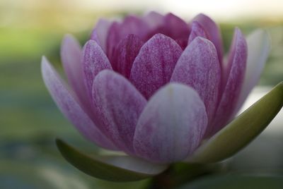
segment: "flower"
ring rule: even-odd
[[[200,14],[100,20],[81,49],[70,35],[61,57],[69,85],[45,58],[43,79],[63,114],[99,146],[155,163],[190,157],[233,118],[258,80],[266,34],[235,29],[227,59],[218,26]]]

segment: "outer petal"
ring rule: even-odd
[[[91,98],[94,78],[104,69],[112,70],[111,64],[100,47],[93,40],[89,40],[83,47],[83,64],[84,82]]]
[[[209,122],[214,116],[221,84],[221,69],[214,45],[197,37],[180,57],[171,81],[194,88],[204,102]]]
[[[216,112],[215,119],[212,126],[209,128],[207,135],[214,134],[231,118],[242,87],[246,61],[247,44],[240,30],[236,28],[230,49],[228,65],[225,68],[226,74],[224,74],[224,85],[222,97]],[[228,75],[226,81],[225,75]]]
[[[270,49],[268,34],[262,30],[257,30],[250,34],[247,37],[247,44],[248,52],[247,68],[235,114],[258,82]]]
[[[139,118],[134,137],[138,156],[158,163],[185,159],[198,147],[207,124],[197,93],[172,83],[158,90]]]
[[[132,154],[134,129],[146,100],[124,77],[106,70],[96,76],[93,95],[105,133],[120,149]]]
[[[58,73],[45,57],[42,58],[41,66],[46,87],[64,116],[90,140],[105,148],[116,149],[81,108]]]
[[[112,22],[109,20],[100,18],[97,23],[91,36],[91,39],[96,41],[105,52],[106,52],[107,37],[111,23]]]
[[[146,98],[169,82],[182,49],[171,38],[157,34],[142,47],[132,67],[130,80]]]
[[[193,20],[197,21],[204,29],[207,34],[208,39],[213,42],[217,50],[219,62],[222,62],[223,45],[220,30],[217,25],[209,17],[204,14],[199,14]]]
[[[197,21],[193,21],[192,23],[192,29],[189,37],[188,44],[191,43],[195,37],[202,37],[207,39],[207,34],[202,26]]]
[[[144,44],[139,37],[131,34],[117,44],[111,62],[115,71],[129,78],[134,59]]]

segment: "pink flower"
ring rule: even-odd
[[[200,14],[100,20],[81,49],[66,35],[64,84],[45,58],[46,86],[88,139],[149,161],[184,160],[236,115],[268,54],[266,34],[236,28],[227,59],[218,26]]]

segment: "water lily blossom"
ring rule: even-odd
[[[231,123],[256,85],[269,49],[265,31],[246,37],[236,28],[224,56],[219,28],[208,16],[187,23],[151,12],[100,20],[83,48],[66,35],[61,57],[68,84],[45,57],[42,72],[81,134],[124,152],[132,159],[124,161],[150,164],[156,174],[161,165],[190,161],[204,140]]]

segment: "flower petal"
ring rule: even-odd
[[[115,58],[111,61],[113,69],[129,78],[134,59],[143,44],[139,37],[133,34],[121,40],[117,45]]]
[[[197,37],[177,62],[171,81],[194,88],[204,103],[209,123],[214,118],[221,85],[221,68],[214,45]]]
[[[92,97],[93,83],[96,75],[104,69],[112,70],[111,64],[101,47],[93,40],[86,42],[83,49],[84,82],[89,99]]]
[[[91,33],[91,39],[95,40],[106,53],[106,42],[112,22],[100,18]]]
[[[137,35],[144,39],[149,30],[149,25],[141,18],[129,16],[123,22],[114,22],[109,28],[107,37],[107,55],[110,60],[114,55],[117,44],[129,34]]]
[[[166,35],[174,39],[188,38],[190,27],[183,20],[173,13],[168,13],[164,21]]]
[[[222,75],[223,93],[212,126],[209,127],[207,135],[211,135],[223,128],[231,118],[237,106],[245,75],[247,61],[247,44],[241,30],[235,30],[234,38],[228,59],[228,64]],[[227,75],[225,77],[225,75]],[[225,78],[226,78],[226,79]]]
[[[283,82],[203,143],[187,159],[201,164],[222,161],[253,140],[283,106]]]
[[[83,110],[90,116],[91,106],[88,101],[88,94],[84,85],[83,66],[81,61],[81,48],[79,42],[71,35],[67,35],[61,46],[61,58],[68,81],[75,97]]]
[[[247,37],[248,59],[245,80],[241,91],[236,114],[242,106],[251,90],[260,79],[270,49],[270,39],[266,31],[257,30]]]
[[[197,37],[202,37],[207,39],[207,34],[202,28],[202,26],[197,21],[193,21],[192,23],[188,44],[191,43]]]
[[[61,111],[71,121],[79,131],[101,147],[110,150],[117,149],[81,108],[58,73],[45,57],[42,57],[41,66],[44,82],[53,99]]]
[[[182,49],[171,38],[156,34],[144,46],[132,67],[129,80],[149,98],[160,87],[169,82]]]
[[[96,76],[93,98],[103,120],[104,133],[120,149],[132,154],[134,130],[146,100],[127,79],[107,70]]]
[[[168,13],[162,21],[162,23],[159,23],[155,29],[151,30],[147,33],[146,39],[151,38],[155,34],[161,33],[174,40],[185,39],[187,42],[190,30],[188,24],[183,20],[173,13]]]
[[[222,63],[223,44],[220,30],[217,25],[209,17],[204,14],[199,14],[192,20],[197,21],[204,29],[208,39],[213,42],[217,50],[218,59]]]
[[[81,171],[98,178],[115,182],[136,181],[154,176],[168,168],[128,156],[89,156],[61,140],[56,145],[63,157]]]
[[[157,12],[151,11],[146,14],[143,20],[148,24],[149,27],[153,30],[160,27],[164,23],[164,16]]]
[[[197,93],[184,85],[168,84],[150,99],[139,118],[135,152],[154,162],[182,160],[198,147],[207,124],[205,107]]]

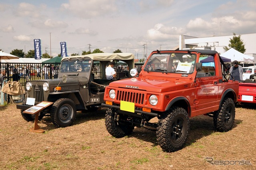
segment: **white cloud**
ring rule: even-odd
[[[100,16],[106,16],[117,10],[114,0],[70,0],[69,3],[62,4],[63,11],[68,10],[83,18],[90,18]]]
[[[91,36],[95,36],[98,34],[98,33],[96,31],[89,29],[84,28],[80,28],[75,30],[74,32],[71,34],[89,34]]]
[[[153,28],[147,31],[146,37],[149,40],[166,41],[176,40],[177,35],[182,32],[182,29],[175,27],[168,27],[162,24],[157,24]]]
[[[18,36],[14,36],[13,39],[16,41],[30,42],[32,40],[30,36],[25,36],[24,35],[20,35]]]
[[[18,16],[38,18],[41,17],[40,11],[34,5],[22,2],[19,4],[15,13]]]
[[[202,18],[197,18],[194,20],[190,20],[187,24],[186,28],[194,30],[198,29],[205,30],[210,28],[212,25],[211,22],[206,21]]]
[[[68,26],[66,23],[62,21],[54,20],[50,19],[44,21],[37,20],[30,22],[29,24],[32,26],[37,28],[66,28]]]
[[[14,32],[14,29],[11,25],[8,25],[6,26],[1,26],[0,30],[4,32]]]

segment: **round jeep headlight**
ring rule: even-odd
[[[158,102],[157,97],[156,95],[151,95],[149,97],[149,103],[152,106],[156,106]]]
[[[113,89],[109,91],[109,97],[114,99],[116,97],[116,92]]]
[[[28,91],[30,91],[32,88],[32,84],[29,82],[26,84],[26,89]]]
[[[47,92],[49,90],[49,84],[46,82],[43,84],[43,90]]]

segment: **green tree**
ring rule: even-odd
[[[71,54],[71,56],[79,56],[79,54],[76,54],[76,53]]]
[[[35,58],[35,50],[30,50],[26,54],[26,58]]]
[[[117,53],[118,52],[122,52],[122,51],[119,50],[119,49],[118,49],[117,50],[116,50],[116,51],[113,52],[113,53]]]
[[[86,52],[86,51],[82,51],[82,55],[86,55],[86,54],[91,54],[91,52],[89,51],[87,52]]]
[[[46,52],[44,54],[43,54],[42,57],[43,58],[51,58],[51,57],[50,56],[50,55],[49,55],[48,53],[46,53]]]
[[[12,50],[10,54],[15,56],[17,56],[20,58],[25,57],[25,53],[23,52],[23,50],[18,50],[18,49],[16,49]]]
[[[102,52],[104,52],[100,50],[98,48],[96,48],[95,50],[94,50],[92,53],[101,53]]]
[[[244,48],[244,42],[241,39],[241,35],[236,36],[236,34],[234,33],[233,33],[233,34],[234,35],[233,38],[232,39],[230,38],[229,42],[230,43],[228,44],[228,47],[226,46],[223,47],[223,48],[226,51],[230,49],[233,48],[240,52],[243,54],[244,53],[246,50]]]

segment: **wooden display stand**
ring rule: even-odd
[[[52,104],[52,102],[42,102],[40,103],[32,106],[29,108],[23,111],[23,113],[35,115],[35,121],[34,128],[30,128],[29,131],[35,133],[42,133],[44,130],[40,128],[40,126],[38,124],[38,116],[40,111]]]

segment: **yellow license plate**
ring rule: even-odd
[[[121,110],[134,113],[135,106],[134,103],[121,100],[120,103],[120,109]]]

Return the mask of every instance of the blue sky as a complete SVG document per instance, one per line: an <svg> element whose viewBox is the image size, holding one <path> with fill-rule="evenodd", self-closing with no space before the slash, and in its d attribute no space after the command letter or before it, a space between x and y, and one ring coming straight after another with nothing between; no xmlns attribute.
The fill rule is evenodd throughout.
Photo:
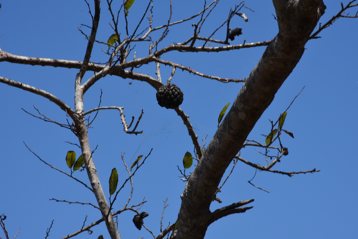
<svg viewBox="0 0 358 239"><path fill-rule="evenodd" d="M115 8L121 1L115 1ZM82 61L87 41L77 29L81 24L90 25L90 16L83 1L34 1L2 0L0 11L0 47L10 53L32 57ZM155 1L153 26L163 25L169 15L169 1ZM200 35L208 37L226 19L230 8L239 3L222 0L206 20ZM320 22L325 23L340 8L337 1L325 1L326 13ZM92 2L90 3L93 9ZM190 16L202 9L203 1L173 2L171 21ZM347 1L343 3L345 5ZM97 39L106 41L113 33L106 2L101 3L101 12ZM129 29L136 26L147 2L137 0L130 10ZM232 28L242 29L243 34L231 43L267 40L275 37L278 29L270 1L250 1L245 4L255 12L243 9L248 18L245 22L237 16L232 20ZM350 11L353 14L357 9ZM120 18L120 22L124 19ZM195 19L173 26L159 48L180 42L193 34ZM340 19L324 30L322 38L311 40L292 72L276 94L271 105L257 122L248 138L263 142L261 134L271 128L268 119L276 120L284 111L301 89L302 92L288 111L285 128L295 138L282 137L289 154L274 169L292 171L321 170L314 174L287 176L258 172L252 182L270 191L258 190L247 182L255 169L239 162L218 197L222 204L214 202L211 209L241 200L255 199L254 206L245 213L231 215L209 226L205 238L237 237L245 238L353 238L358 233L356 226L358 196L355 169L358 167L357 119L358 110L358 19ZM140 32L148 25L144 20ZM88 29L82 29L89 34ZM121 29L124 33L124 28ZM154 33L157 39L162 32ZM124 33L123 33L124 34ZM213 38L224 39L225 30L220 29ZM215 44L212 43L213 46ZM137 58L148 54L147 42L137 44L134 51ZM91 61L106 62L108 57L96 43ZM104 49L106 47L105 46ZM217 53L171 52L163 59L172 61L208 75L228 78L247 77L265 51L265 47ZM133 51L129 57L133 57ZM155 77L155 64L143 66L137 72ZM171 68L162 66L162 78L167 79ZM74 107L74 81L78 70L52 67L21 65L0 63L1 76L37 87L53 94ZM87 72L84 78L90 77ZM130 84L130 82L132 84ZM190 116L199 139L208 135L208 143L214 134L221 109L235 99L242 83L223 83L177 70L172 83L184 93L181 108ZM139 203L145 197L148 201L140 211L149 213L144 220L153 233L159 233L163 201L168 198L163 226L174 222L185 186L177 175L177 165L182 168L185 153L192 152L193 146L185 125L172 110L161 107L156 101L155 90L138 81L107 76L96 83L84 96L85 110L98 106L101 90L101 106L125 107L127 121L136 119L142 109L144 114L139 126L142 134L129 135L123 130L119 112L100 111L88 132L91 148L98 148L93 154L95 163L103 190L109 197L108 180L112 169L116 167L118 184L127 175L121 160L121 152L130 164L139 155L151 154L134 178L134 191L130 205ZM21 109L35 114L33 105L52 119L66 123L65 114L57 105L39 96L4 84L0 85L0 214L8 217L5 221L10 237L18 230L21 238L44 237L46 228L54 220L48 238L61 238L81 229L86 215L86 225L101 218L98 210L87 205L56 202L52 198L96 203L89 190L64 175L45 165L25 147L24 141L42 159L69 172L65 157L67 151L79 149L65 141L78 143L69 130L37 119ZM93 116L92 116L93 117ZM241 151L244 158L265 165L265 158L253 148ZM194 166L189 169L192 172ZM228 168L225 176L229 172ZM84 172L74 175L88 183ZM120 194L115 209L122 208L130 191L127 185ZM152 236L136 228L132 212L120 214L118 228L123 238L146 238ZM104 224L92 228L93 233L83 233L79 238L97 238L109 235ZM0 236L3 237L0 232Z"/></svg>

§ Required task
Count the lines of the records that contain the string "segment", treating case as significant, and give only that number.

§ Exercise solution
10